## Start DOCUMENT PASSAGE
Tuesday, January 31, 2017

Computer guide for psych majors



Computer guide for psych majors

If you're about to be a psych major, here's your handy tech guide! Spoiler alert: you won't need an expensive computer.

If you're going to grad school for psychology, your needs may be a bit different...but chances are good that the recommendations here will suffice for you as well.

https://drive.google.com/file/d/0B4ZtXTwxIPrjc2F2dW42MG45R0E/view

Sunday, January 22, 2017

Thinking about the GRE?



Thinking about grad school and the GRE?

You'll find some review materials available here.

Up-to-date information about the test itself, the nearest testing center to you, registration for the test, and more is available here.
  • Start preparing for the GRE over winter break of your junior year, at the latest. Take practice tests, to get familiar with the kinds of questions on the exam and the time limits you'll face.

    Prepare more intensively in the months before you take the exam. There are free materials available online, or at your local library—it's not necessary to spend $30+ on a prep book.
  • If you're particularly bad at taking tests, you may want to begin practicing even earlier. Many programs, particularly academic-focused (as opposed to career-oriented) programs, assume as a matter of course that you'll do well on the GRE.

    For certain graduate programs, like a PhD in Creative Writing, your score on the Quantitative sections isn't so important; likewise, your Analytical Writing score holds less weight with a PhD program in Mathematics or Physics. If your goal is to attend a Master's program and enter the workforce directly afterward, the expectations for your GRE score will be a bit lower than the expectations of a PhD program.
  • You'll want to take the GRE before the beginning of your final year in college—if you take it during the year, when you're taking a full load of classes, you'll be too stressed out to do your best. You'll also have to take a trip to the nearest specialized exam center (if you're in the U.S.).
  • More importantly, carefully pick the programs you're applying to. You pay $195 to take the test. On the day of the test, you can select 4 schools to receive your score; know where you want to send your GRE results.

    To send your score to any additional universities, you will have to pay $27 per school (and it may cost more than that now; prices only go up).
How do you know which schools you want to apply to? Pick your particular area of interest, and know which professors you'd like to work with. Think of it less as applying to a particular school, and more as an application to work with a particular professor (or a particular set of professors).

Know the acceptance rate of each program you apply to, and to improve your odds of acceptance, be sure that they're not all top-tier, hyper-competitive programs.

It's often helpful to get some relevant experience in that field, and if you get an interview with one of the professors you'd like to work with, be prepared to discuss your interest—as well as your research ideas—with someone who already has a PhD in the field.
  • A subpar GRE score is not necessarily going to ruin your chances of admission to a graduate program, but it will decrease your odds (especially if you plan to apply to top-tier programs). If you don't do so well, it may be worth addressing (briefly) in your academic statement of purpose or your personal statement.

    If you get a disappointing score, resist the urge to explain it away, even if you have a legitimate reason for your low score (e.g. "I had been sick for several days before the test," or "My neighbors had a loud party that ruined my sleep the night before the test")—it will appear that you're making excuses, and that probably won't go over so well.

    You're better off presenting a poor score in a positive light, for example, "My GRE score may not have been impressive, but a top-notch work ethic, hunger for success, and passion for the field have always allowed me to overcome any limitations I've faced." It won't always work, but if you have relevant experience and a strong GPA, a potential advisor may be willing to overlook a substandard GRE score.
## End DOCUMENT PASSAGE
» TASK BRIEF
According to the GRE advice post, how much does it cost to send your score to each university beyond the four chosen on test day?
## Start ENTRIES SHOWN
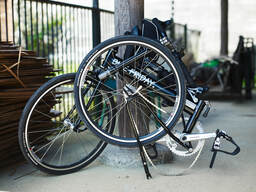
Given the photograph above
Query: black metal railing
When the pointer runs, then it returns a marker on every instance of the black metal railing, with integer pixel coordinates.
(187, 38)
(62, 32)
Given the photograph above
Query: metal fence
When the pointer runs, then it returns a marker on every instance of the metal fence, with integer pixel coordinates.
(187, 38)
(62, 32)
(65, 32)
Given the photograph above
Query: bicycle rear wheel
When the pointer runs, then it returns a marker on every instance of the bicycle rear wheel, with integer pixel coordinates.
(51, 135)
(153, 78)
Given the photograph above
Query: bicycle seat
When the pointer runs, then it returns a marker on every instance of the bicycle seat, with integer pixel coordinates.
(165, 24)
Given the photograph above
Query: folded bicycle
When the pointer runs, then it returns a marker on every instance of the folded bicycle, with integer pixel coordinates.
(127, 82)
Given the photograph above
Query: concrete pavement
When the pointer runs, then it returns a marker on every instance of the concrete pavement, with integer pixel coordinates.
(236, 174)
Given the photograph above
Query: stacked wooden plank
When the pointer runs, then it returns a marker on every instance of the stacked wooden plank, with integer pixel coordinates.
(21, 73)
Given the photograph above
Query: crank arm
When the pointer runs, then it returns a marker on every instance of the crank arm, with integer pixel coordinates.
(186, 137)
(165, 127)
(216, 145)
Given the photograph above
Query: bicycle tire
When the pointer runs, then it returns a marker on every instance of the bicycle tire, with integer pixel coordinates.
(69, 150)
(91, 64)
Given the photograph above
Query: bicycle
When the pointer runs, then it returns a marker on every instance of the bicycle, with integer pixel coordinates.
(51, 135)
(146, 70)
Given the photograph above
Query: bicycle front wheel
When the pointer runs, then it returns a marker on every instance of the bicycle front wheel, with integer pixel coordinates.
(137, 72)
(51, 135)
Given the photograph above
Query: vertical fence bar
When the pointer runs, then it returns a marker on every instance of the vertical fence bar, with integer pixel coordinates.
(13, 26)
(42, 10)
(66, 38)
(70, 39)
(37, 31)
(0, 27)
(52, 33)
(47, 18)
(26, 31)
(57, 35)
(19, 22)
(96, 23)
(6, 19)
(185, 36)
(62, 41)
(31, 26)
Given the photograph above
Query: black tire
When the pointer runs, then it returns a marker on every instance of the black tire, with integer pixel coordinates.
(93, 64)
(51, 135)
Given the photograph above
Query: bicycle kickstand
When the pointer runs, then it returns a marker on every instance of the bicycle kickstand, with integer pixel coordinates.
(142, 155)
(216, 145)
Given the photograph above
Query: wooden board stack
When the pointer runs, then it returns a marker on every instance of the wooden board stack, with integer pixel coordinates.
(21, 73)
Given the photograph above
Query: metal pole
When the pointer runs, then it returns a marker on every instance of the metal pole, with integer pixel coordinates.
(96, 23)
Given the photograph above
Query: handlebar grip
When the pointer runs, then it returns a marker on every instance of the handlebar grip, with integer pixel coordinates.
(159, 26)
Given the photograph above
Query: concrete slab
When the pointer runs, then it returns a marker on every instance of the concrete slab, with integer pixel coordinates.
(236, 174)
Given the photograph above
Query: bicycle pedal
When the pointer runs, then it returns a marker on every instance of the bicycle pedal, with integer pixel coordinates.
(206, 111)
## End ENTRIES SHOWN
## Start ENTRIES SHOWN
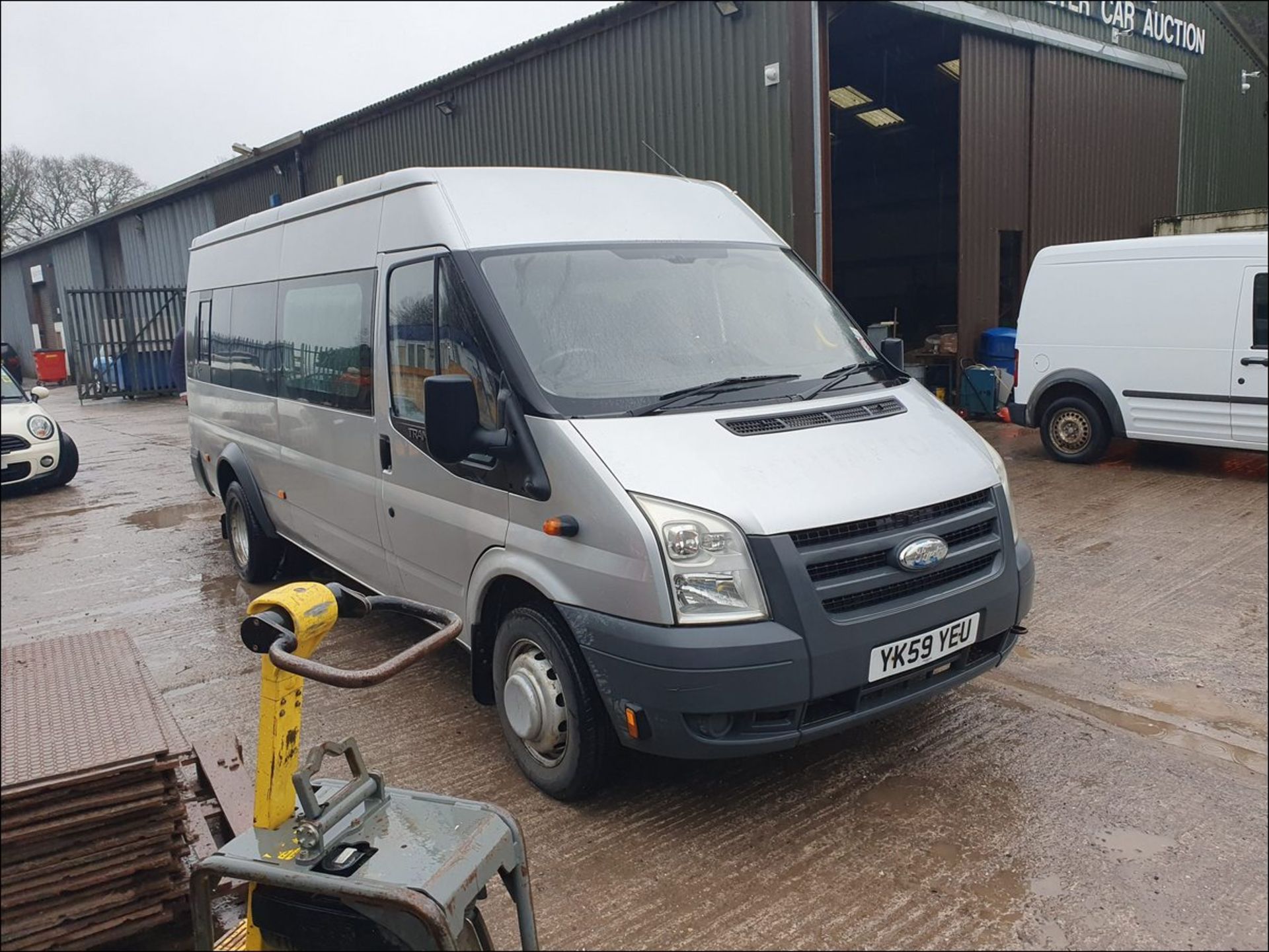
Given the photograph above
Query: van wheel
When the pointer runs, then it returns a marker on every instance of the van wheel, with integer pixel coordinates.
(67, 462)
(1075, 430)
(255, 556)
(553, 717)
## End ENTRIES SHOWN
## Start ENTRIES SHOWN
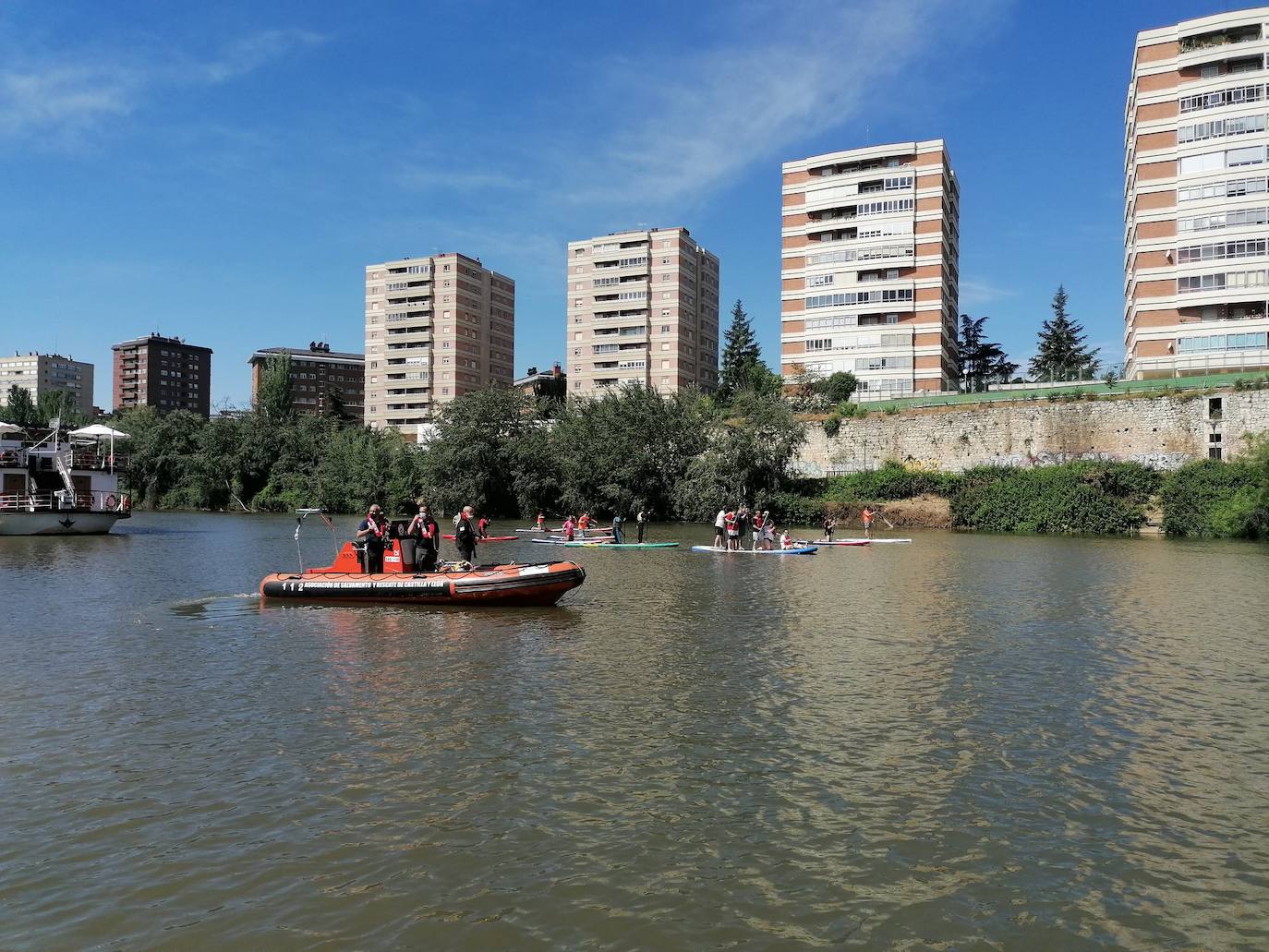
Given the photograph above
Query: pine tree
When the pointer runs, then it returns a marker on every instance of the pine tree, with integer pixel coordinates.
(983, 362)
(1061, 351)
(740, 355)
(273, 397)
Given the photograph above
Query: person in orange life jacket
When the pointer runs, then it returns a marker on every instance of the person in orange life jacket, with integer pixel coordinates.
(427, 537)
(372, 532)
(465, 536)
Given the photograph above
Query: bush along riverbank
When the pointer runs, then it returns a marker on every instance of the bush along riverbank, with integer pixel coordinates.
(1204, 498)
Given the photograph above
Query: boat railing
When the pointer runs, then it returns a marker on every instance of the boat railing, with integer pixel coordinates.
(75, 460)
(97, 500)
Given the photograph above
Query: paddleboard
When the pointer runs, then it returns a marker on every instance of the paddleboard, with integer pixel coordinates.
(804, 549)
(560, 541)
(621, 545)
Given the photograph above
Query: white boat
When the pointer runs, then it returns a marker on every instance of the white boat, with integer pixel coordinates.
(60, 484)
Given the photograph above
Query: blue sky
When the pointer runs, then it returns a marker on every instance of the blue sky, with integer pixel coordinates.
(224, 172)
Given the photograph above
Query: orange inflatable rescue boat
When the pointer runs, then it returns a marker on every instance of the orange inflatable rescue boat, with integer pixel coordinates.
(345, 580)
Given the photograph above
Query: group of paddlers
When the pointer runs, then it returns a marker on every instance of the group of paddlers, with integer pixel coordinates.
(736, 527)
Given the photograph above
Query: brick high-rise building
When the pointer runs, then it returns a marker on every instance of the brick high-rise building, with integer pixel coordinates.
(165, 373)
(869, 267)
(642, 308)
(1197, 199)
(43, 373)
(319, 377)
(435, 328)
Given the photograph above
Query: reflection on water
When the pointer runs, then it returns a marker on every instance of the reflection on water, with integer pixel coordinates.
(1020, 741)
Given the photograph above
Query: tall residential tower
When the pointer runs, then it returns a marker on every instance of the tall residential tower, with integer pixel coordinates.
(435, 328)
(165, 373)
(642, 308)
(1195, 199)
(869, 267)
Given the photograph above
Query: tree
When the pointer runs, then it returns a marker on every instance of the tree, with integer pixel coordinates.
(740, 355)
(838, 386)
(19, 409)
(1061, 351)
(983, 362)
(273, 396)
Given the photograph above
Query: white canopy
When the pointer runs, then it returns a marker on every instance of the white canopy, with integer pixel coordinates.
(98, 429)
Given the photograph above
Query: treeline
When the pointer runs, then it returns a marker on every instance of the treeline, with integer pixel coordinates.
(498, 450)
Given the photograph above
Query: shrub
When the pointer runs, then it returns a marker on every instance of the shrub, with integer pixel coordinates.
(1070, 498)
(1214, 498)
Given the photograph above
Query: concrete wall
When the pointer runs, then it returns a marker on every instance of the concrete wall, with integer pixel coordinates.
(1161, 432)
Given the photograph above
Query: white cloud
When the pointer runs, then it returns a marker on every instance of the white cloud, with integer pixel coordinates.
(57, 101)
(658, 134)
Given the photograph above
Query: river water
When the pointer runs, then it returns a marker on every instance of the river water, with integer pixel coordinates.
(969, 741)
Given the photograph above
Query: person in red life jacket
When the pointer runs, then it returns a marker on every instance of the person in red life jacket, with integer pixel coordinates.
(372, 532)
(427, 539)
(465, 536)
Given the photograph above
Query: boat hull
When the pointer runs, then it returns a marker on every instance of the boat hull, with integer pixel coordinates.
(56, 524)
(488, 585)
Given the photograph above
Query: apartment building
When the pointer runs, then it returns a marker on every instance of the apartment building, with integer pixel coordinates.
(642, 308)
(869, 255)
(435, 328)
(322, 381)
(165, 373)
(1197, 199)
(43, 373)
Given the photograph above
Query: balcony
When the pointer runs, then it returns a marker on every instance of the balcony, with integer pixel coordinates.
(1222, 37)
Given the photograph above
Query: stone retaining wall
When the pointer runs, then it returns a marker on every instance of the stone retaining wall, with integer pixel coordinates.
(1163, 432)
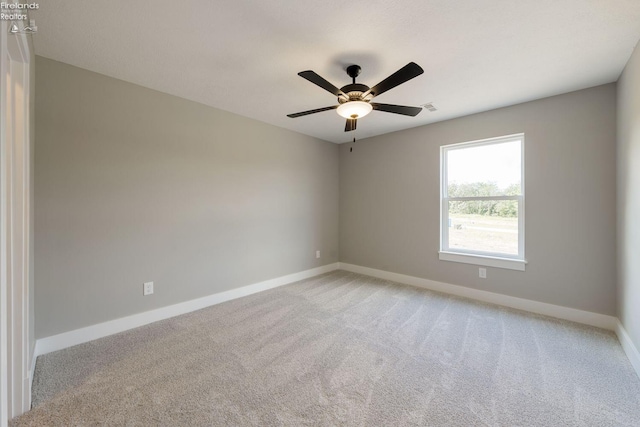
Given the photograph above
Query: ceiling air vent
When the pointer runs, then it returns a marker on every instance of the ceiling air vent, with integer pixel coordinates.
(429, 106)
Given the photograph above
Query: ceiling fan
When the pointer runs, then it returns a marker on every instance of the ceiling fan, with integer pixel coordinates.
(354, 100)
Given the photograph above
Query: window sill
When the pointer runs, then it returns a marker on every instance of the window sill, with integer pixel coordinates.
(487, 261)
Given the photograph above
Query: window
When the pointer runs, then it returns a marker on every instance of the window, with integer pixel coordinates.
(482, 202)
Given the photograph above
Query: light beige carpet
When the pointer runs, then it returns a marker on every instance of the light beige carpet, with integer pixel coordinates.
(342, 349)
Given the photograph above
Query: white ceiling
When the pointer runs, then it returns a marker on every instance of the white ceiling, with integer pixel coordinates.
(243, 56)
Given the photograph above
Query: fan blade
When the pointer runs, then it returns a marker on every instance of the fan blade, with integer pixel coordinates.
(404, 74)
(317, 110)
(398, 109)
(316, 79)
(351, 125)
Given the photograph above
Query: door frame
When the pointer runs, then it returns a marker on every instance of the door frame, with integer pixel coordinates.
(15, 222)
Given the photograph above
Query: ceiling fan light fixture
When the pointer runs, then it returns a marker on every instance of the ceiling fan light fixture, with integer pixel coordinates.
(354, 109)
## End ENTRIES SHOWN
» THE RESULT
$27 per school